→ **POLECENIE 1**
Wypisz z wybranego fragmentu cały tekst od słów „Rozmowa z dyrektorem” aż po słowa „nieprezentowanymi dotąd eksponatami?”.
→ **POLECENIE 2**
Oceń, czy poniższe stwierdzenia są zgodne z wybranym fragmentem, i przy każdym przytocz rozstrzygające słowa tekstu: (a) Prace „Grupy krakowskiej” są prezentowane w galerii przy Rynku 3. (b) Grafiki Albrechta Dürera były już wcześniej pokazywane na wystawach. (c) Cykl „Skarby Muzeum w Tarnowie” obejmuje przede wszystkim pełnowymiarowe wystawy czasowe.
→ **POLECENIE 3**
W którym roku „Grupa krakowska” zainicjowała swoją działalność według wybranego fragmentu?

→ **WYBRANY FRAGMENT**
==========

Rozmowa z dyrektorem Muzeum Okręgowego w Tarnowie Kazimierzem Kurczabem

Mamy trzy ważne cele

- W muzeach na całym świecie jest wiele cennych artefaktów, które jednak rzadko są eksponowane. Czy tarnowskie muzeum dysponuje też nieprezentowanymi dotąd eksponatami? 

- Tak, mamy takie obiekty i w związku z tym wprowadziłem do planów muzeum dwa nowe cykle wystawiennicze: „Magazyn” i „Skarby Muzeum w Tarnowie”. I właśnie te dwa cykle opierają się przede wszystkim na tych eksponatach, które na co dzień są przechowywane w magazynach muzealnych. Cykl „Magazyn” dotyczy prezentacji większej ilości zbiorów, z których można wykonać pełnowymiarową wystawę czasową, natomiast cykl „Skarby Muzeum w Tarnowie”, to przede wszystkim pojedyncze obiekty bardzo cenne, nigdy, lub bardzo rzadko pokazywane. Do tej pory w ramach tych dwóch cykli pokazywaliśmy prace znakomitych polskich malarzy takich jak, m.in.: Jacek Malczewski, Stanisław Wyspiański, Leon Wyczółkowski, Juliusz i Wojciech Kossakowie, (te prace bardzo często wypożyczane są do innych muzeów). Ciekawostką na najbliższy okres jest wystawa realizująca współczesne trendy w malarstwie polskim, słynna „Grupa krakowska”, która zainicjowała swoją działalność w 1932 roku. Prace tej grupy prezentowane są od poniedziałku 10 października w naszej galerii, przy Rynku 3. Na wystawie będzie można zobaczyć dzieła Jerzego Nowosielskiego, Tadeusza Kantora, Jonasza Sterna, Marii Jarema, Tadeusza Brzozowskiego i innych. Mamy w planie pokazać grafiki Albrechta Dürera, które do tej pory nigdy nie były eksponowane. To tak na marginesie. Nie będę więcej zdradzał wszystkich naszych planów wystawienniczych, chodzi o to żeby móc zrobić niespodziankę naszym odbiorcom, szczególnie mieszkańcom, którzy bardzo chętnie przychodzą na wystawy, gdy mogą zobaczyć coś nowego i cennego.

 

- Czy na wystawach czasowych prezentowane będą eksponaty własne czy też wypożyczane z innych placówek muzealnych?

==========

→ **DANE WEJŚCIOWE**
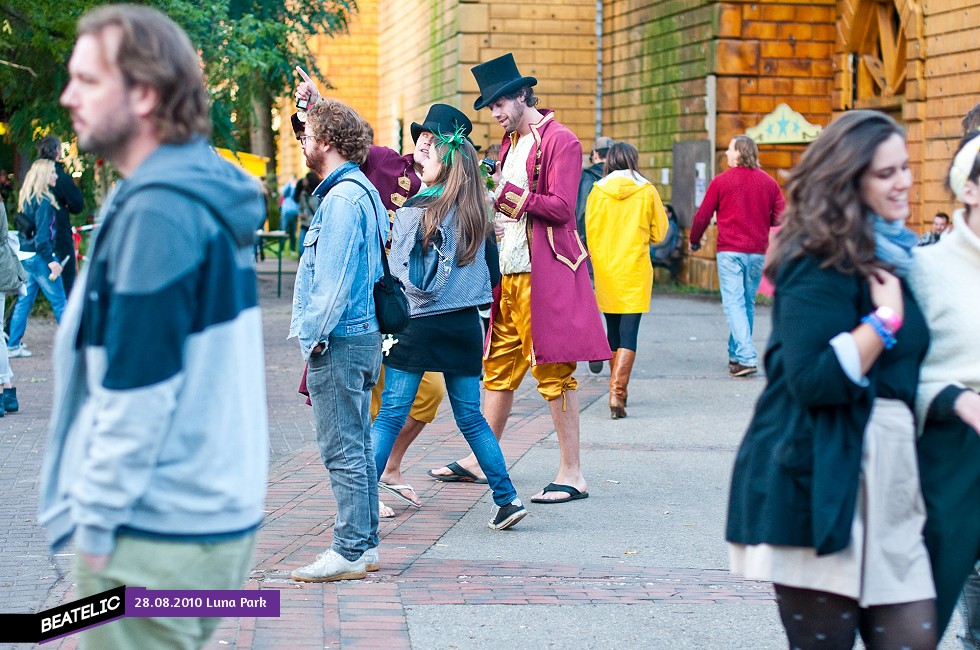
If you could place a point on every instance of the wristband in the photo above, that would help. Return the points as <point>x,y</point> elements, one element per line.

==========

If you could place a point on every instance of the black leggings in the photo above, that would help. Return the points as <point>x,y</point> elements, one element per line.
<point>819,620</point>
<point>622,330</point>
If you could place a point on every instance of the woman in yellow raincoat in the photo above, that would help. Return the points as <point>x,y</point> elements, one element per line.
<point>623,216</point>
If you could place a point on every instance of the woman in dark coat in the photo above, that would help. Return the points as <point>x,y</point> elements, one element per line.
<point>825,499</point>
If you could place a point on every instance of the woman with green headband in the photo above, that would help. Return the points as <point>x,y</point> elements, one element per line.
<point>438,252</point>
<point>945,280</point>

==========

→ **ROZWIĄZANIE 1**
Rozmowa z dyrektorem Muzeum Okręgowego w Tarnowie Kazimierzem Kurczabem

Mamy trzy ważne cele

- W muzeach na całym świecie jest wiele cennych artefaktów, które jednak rzadko są eksponowane. Czy tarnowskie muzeum dysponuje też nieprezentowanymi dotąd eksponatami?

→ **ROZWIĄZANIE 2**
(a) Tak: „Prace tej grupy prezentowane są od poniedziałku 10 października w naszej galerii, przy Rynku 3.”
(b) Nie: „grafiki Albrechta Dürera, które do tej pory nigdy nie były eksponowane”.
(c) Nie: „cykl „Skarby Muzeum w Tarnowie”, to przede wszystkim pojedyncze obiekty bardzo cenne, nigdy, lub bardzo rzadko pokazywane”.

→ **ROZWIĄZANIE 3**
W 1932 roku.